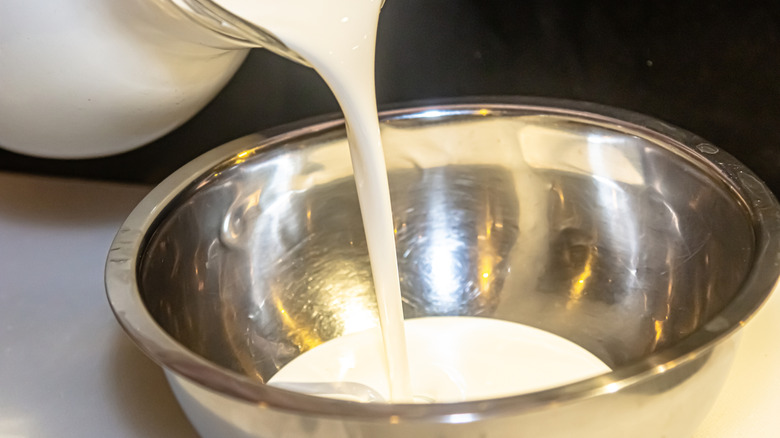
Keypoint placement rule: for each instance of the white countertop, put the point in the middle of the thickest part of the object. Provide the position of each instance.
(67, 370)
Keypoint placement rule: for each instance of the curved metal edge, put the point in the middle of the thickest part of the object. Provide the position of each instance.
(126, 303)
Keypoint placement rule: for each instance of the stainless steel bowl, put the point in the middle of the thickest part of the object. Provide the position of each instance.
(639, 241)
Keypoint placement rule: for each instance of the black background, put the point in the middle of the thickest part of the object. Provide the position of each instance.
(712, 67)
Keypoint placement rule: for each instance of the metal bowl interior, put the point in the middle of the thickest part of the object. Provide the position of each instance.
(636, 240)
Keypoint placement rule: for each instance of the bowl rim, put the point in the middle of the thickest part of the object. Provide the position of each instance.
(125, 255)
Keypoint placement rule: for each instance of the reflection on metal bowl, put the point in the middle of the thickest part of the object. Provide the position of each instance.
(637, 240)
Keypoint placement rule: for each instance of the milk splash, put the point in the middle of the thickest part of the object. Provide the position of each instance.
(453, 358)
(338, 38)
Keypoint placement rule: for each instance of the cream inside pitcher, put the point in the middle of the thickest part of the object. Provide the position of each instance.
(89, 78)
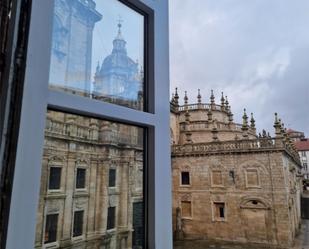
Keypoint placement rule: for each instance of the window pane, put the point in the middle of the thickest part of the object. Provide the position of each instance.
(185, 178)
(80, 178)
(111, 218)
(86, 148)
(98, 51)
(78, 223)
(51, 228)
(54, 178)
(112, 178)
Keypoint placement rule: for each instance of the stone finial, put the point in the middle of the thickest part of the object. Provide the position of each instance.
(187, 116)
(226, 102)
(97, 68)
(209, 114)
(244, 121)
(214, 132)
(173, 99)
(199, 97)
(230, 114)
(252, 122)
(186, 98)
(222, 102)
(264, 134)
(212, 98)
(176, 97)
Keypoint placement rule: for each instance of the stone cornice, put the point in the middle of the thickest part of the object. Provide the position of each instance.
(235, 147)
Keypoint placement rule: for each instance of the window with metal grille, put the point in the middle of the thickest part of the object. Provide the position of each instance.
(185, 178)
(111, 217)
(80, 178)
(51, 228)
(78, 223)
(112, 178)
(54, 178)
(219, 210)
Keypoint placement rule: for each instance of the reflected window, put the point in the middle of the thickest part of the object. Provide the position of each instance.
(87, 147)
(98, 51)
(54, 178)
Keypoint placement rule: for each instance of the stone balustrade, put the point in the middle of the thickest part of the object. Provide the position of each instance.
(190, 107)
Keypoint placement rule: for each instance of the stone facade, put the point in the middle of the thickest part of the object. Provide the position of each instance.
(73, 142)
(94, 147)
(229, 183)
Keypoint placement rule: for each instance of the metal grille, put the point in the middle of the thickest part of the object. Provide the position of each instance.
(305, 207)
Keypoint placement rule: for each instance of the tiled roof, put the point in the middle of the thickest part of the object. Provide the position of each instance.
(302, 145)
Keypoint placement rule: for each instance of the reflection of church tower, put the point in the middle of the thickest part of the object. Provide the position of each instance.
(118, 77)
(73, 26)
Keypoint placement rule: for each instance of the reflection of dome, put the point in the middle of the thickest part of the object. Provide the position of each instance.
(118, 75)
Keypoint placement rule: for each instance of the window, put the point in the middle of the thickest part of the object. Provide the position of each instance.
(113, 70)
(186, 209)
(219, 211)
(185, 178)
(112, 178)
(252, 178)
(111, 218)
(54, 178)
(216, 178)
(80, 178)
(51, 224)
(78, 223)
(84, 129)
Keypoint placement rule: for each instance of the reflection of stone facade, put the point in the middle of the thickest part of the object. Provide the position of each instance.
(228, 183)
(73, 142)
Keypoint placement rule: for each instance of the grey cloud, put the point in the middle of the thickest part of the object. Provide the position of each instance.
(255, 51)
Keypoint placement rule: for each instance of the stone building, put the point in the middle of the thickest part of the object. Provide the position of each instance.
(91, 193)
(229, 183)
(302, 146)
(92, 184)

__________

Reproduce the listing word for word and omit its pictures.

Keypoint placement rule: for each instance of the white countertop, put the point in the middle of the thickest part of the object. Provide the position of each instance.
(67, 370)
Keypoint placement rule: for each instance of the curved metal edge, put the point in the middle of the thickest part of the object. Provide the position of each instance.
(126, 303)
Keypoint placement rule: for each instance of the stainless steel bowl, put the point in the middle of the thickest part of the object. Provide the position of each instance.
(639, 241)
Keypoint placement rule: for each instance of the black background, put the point in the middle of the thickest part of the object. Provide the position of each instance.
(712, 67)
Keypoint placement rule: for each instance of the metal bowl interior, put the point in the middle of the thickest part of the object. Provide the position of each instance.
(636, 240)
Keypoint placement rule: for each instance of the bowl rim, put the point in the middle of the thickest part of the object. Provide the position of each instance.
(125, 255)
Keypoint placement rule: for each instance of the reflection on metal bowl, put the point in the middle of the thickest part of the object. Provide the position of each instance.
(637, 240)
Keypoint placement rule: for each instance of the milk splash, put the point in the middle of the thickest part of the object. Provide the position of each instance.
(453, 358)
(338, 38)
Keypoint placement rule: for each instance of the cream inside pitcher, put the point in the middle of the thickest part of the object. Provide the position of each instance.
(89, 78)
Keypoint placement rule: for each instance of the window pane, put the point in the middle of the thickest part of the object. Provide the position of each instance.
(185, 178)
(80, 178)
(111, 218)
(86, 148)
(98, 51)
(78, 223)
(51, 228)
(54, 178)
(112, 178)
Keypoint placement rule: for each instance of the stone finial, put the point in the middle of the thickest part of the object. Provide the position of each instance.
(187, 116)
(226, 102)
(97, 68)
(209, 114)
(244, 121)
(214, 132)
(173, 99)
(199, 97)
(230, 114)
(252, 122)
(186, 98)
(222, 102)
(264, 134)
(212, 98)
(176, 97)
Keypoint placement rule: for each instance of the stone cornice, put the point in the middle of the thickest part of the object. Provide the position of each instance.
(235, 147)
Keypoint placement rule: for each instance of the window with metal grille, put the point in the middle of the thickest part of the object. Provide the position of each instance.
(185, 178)
(111, 217)
(80, 178)
(51, 228)
(78, 223)
(112, 178)
(54, 178)
(219, 210)
Keypoint placement rule: for each instance of the reflected window, put the point in the middle of the thickest part of the object. Provide the position of each instance.
(87, 147)
(98, 51)
(54, 178)
Keypoint placement rule: for each instance of the stone balustrade, put the point in the middle of the thickest part of the object. Provide the position of each instance.
(190, 107)
Keypoint placement rule: for each instance of the stone facade, put the point in the middle of the thickest part of the object. Provide the position of each instance.
(73, 142)
(94, 147)
(229, 183)
Keypoint placement rule: for each instance of the metal grille, put the point in the middle of the thickest part of the object. Provide the position of each instance.
(305, 207)
Keypoint placement rule: for each instance of the tiled roof, put the point in the middle of the thickest part of the object. Provide the position of each instance.
(302, 145)
Keypoint placement rule: for each instance of the reflection of church tower, put the point in the middle of the thickest part of the object. Provide the position of each instance.
(118, 77)
(73, 26)
Keypoint placement rule: for each instance of the reflection of dome, put the point in the middle of the thickest part of the object. Provide the position of each instance.
(118, 75)
Keypoint placement rule: for each instance of the window, put the point in the middle of the thickest part of the object. Provide the position of each instance.
(113, 70)
(186, 209)
(219, 211)
(185, 178)
(112, 178)
(252, 178)
(111, 218)
(54, 178)
(216, 178)
(80, 178)
(51, 224)
(78, 223)
(84, 129)
Keypoint placement rule: for each instance of the reflection of stone facade, put the point in the middle of the thickest part of the object. Provide the position of each instance.
(228, 183)
(73, 142)
Keypoint placement rule: for each instance of the grey cloud, put the point in the middle of the thickest part of the object. Provide the position of each instance.
(255, 51)
Keypoint placement rule: for each instance of the stone building, put the point in the middle of the thickest part of the object. Provide the position of each instance.
(91, 193)
(229, 183)
(302, 146)
(92, 184)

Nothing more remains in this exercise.